Je doutais de tant de choses, y compris de moi-même en tant que photographe, et des raisons qui me poussent à photographier dans des pays étrangers, sans les connaître. Et quelqu’un a écrit : Tu as vécu un moment, une heure ou deux ou une nuit. Juste une photo. Mais tu n’as pas vécu la vie que montre la photo. Et c’est vrai.
Traduction des inscriptions en arabe
« Tu as vécu un moment, une heure ou deux ou une nuit. Juste une photo. Mais tu n’as pas vécu la vie que montre cette photo. »
« J’étais bouleversée. J’étais loin des gens. »
« Ce commentaire ne convient pas à la photo car elle sourit. »
« J’ai fait l’expérience de ce que montre cette photo. »
« Je vis la même chose. J’aime quelqu’un et elle n’est pas là avec moi. J’éteins la lumière pour ne plus voir qu’elle. Alors je me sens heureux car je suis avec la personne la plus merveilleuse qu’il y ait dans ma vie. »
« Tamer dit : Pourquoi la photo est prise dans l’obscurité ? »
« Tamer dit : l’obscurité exprime peut-être quelque chose. »
Contournant les silhouettes des personnes photographiées, les commentaires composent un choeur de paroles plurielles et discordantes, elles s’entremêlent, s’opposent et se font écho. Leur liberté suprême suscite l’émerveillement. Les trajectoires tracées semblent infinies, touchant au rêve pour frôler l’autobiographie, pointant le parti pris politique pour révéler les conventions sociales, délimitant les controverses religieuses et les habitudes les plus personnelles. Un vif esprit critique ponctue les pages, et l’humour affleure de toutes parts. Ces paroles témoignent des liens qui unissent chaque interprète, de la clarté du point de vue citoyen à la mélancolie d’une voix solitaire, de l’amour d’un enfant pour sa mère à l’éveil d’une conscience féminine.

TÂCHE DEMANDÉE 1. Dans l'extrait sur les photos commentées, que demande Tamer au sujet de la photo ?
TÂCHE DEMANDÉE 2. Prolongez l'extrait sur les photos commentées à la suite de sa dernière phrase.

LIGNES DE DONNÉES.
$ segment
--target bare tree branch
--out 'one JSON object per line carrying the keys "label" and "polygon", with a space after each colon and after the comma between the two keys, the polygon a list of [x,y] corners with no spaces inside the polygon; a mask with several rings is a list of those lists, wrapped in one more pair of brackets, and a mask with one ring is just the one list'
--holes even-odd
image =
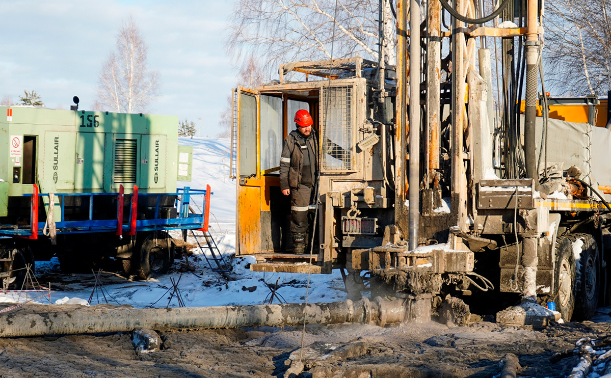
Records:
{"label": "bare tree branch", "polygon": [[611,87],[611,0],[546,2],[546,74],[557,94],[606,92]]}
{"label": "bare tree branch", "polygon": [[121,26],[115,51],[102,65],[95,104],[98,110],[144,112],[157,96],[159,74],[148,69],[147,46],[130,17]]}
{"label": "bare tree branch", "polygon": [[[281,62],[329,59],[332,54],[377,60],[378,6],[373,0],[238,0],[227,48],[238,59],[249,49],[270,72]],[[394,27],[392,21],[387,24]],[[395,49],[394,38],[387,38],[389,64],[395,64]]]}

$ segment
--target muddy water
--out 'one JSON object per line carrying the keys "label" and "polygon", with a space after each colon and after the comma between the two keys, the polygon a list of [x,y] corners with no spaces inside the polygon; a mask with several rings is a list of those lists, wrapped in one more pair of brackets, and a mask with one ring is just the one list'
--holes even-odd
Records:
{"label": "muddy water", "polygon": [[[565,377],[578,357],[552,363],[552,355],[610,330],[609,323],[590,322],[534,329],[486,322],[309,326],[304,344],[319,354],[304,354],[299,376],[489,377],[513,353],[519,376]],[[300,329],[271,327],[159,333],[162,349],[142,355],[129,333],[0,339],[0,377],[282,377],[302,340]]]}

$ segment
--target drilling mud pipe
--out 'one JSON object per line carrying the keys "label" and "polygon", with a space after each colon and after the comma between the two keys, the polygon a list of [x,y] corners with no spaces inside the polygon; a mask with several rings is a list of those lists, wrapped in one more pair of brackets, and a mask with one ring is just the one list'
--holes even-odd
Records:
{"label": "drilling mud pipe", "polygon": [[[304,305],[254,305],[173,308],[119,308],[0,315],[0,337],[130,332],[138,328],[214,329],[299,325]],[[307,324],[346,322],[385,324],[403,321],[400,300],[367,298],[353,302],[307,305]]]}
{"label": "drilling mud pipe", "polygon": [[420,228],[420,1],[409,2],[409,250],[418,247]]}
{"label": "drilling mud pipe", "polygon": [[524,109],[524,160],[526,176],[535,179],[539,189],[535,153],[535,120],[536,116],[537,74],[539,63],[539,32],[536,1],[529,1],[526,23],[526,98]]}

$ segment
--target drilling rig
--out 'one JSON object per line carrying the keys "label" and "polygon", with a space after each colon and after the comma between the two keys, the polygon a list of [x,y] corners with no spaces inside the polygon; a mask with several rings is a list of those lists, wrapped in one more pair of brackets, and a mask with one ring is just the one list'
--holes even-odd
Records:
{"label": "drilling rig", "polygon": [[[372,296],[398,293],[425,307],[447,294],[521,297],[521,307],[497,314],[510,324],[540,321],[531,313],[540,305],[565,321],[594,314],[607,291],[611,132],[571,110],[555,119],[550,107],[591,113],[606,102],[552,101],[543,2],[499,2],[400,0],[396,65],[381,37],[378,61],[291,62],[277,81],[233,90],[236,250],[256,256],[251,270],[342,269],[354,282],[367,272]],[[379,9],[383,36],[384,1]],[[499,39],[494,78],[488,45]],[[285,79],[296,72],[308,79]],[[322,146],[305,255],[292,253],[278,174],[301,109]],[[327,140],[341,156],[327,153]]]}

* * *

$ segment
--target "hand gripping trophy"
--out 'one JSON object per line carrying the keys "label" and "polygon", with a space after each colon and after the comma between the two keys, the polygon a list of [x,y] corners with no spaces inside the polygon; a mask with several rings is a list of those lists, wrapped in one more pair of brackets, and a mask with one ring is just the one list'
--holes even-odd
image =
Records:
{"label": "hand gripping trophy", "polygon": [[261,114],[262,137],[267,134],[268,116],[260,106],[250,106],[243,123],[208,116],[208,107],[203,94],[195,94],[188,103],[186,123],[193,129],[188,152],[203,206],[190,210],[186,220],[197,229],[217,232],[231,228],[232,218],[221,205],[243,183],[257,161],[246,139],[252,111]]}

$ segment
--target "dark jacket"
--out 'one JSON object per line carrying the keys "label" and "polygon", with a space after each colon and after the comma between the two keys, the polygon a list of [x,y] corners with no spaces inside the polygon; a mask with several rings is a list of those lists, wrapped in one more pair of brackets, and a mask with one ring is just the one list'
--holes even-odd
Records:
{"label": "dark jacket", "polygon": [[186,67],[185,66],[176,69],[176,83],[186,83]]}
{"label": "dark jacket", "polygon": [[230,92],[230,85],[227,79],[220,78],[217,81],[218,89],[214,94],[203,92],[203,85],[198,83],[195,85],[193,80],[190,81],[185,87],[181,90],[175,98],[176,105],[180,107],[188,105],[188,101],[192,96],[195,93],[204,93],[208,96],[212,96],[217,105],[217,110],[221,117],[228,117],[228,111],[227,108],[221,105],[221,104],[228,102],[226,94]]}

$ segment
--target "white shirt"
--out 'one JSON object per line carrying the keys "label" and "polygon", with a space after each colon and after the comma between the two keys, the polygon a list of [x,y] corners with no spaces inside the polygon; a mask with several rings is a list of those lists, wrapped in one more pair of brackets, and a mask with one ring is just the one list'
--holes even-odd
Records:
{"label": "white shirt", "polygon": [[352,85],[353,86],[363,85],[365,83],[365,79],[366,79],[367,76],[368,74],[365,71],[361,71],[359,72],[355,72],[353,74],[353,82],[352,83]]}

RÉPONSE 1. Il demande pourquoi la photo est prise dans l'obscurité.

RÉPONSE 2.
La petite fille aux oiseaux
Il y a une photographie qui m’est particulièrement chère, celle où l’on voit une petite fille entourée d’oiseaux qui volent dans sa chambre. C’est une photographie que j’ai prise au tout début du projet, et je ne savais plus exactement où habitait cette famille, mais je voulais absolument leur offrir un grand tirage de cette image. J’ai réussi à les retrouver, et c’était un tel soulagement. Ils étaient tellement heureux de me revoir. Je voulais aussi leur montrer une autre image où leur petit garçon apparaît nu, de dos, alors qu’il est en train de se laver, et une dernière où l’une des femmes apparaît sans foulard.
J’étais très nerveuse, mais ils ont adoré les photos et le livre en entier. J’ai décidé de leur montrer la maquette du livre et de les inviter à écrire ce qu’ils souhaitaient. Ils ont écrit de très belles choses, et c’est ainsi que le travail d’écriture sur le livre a débuté.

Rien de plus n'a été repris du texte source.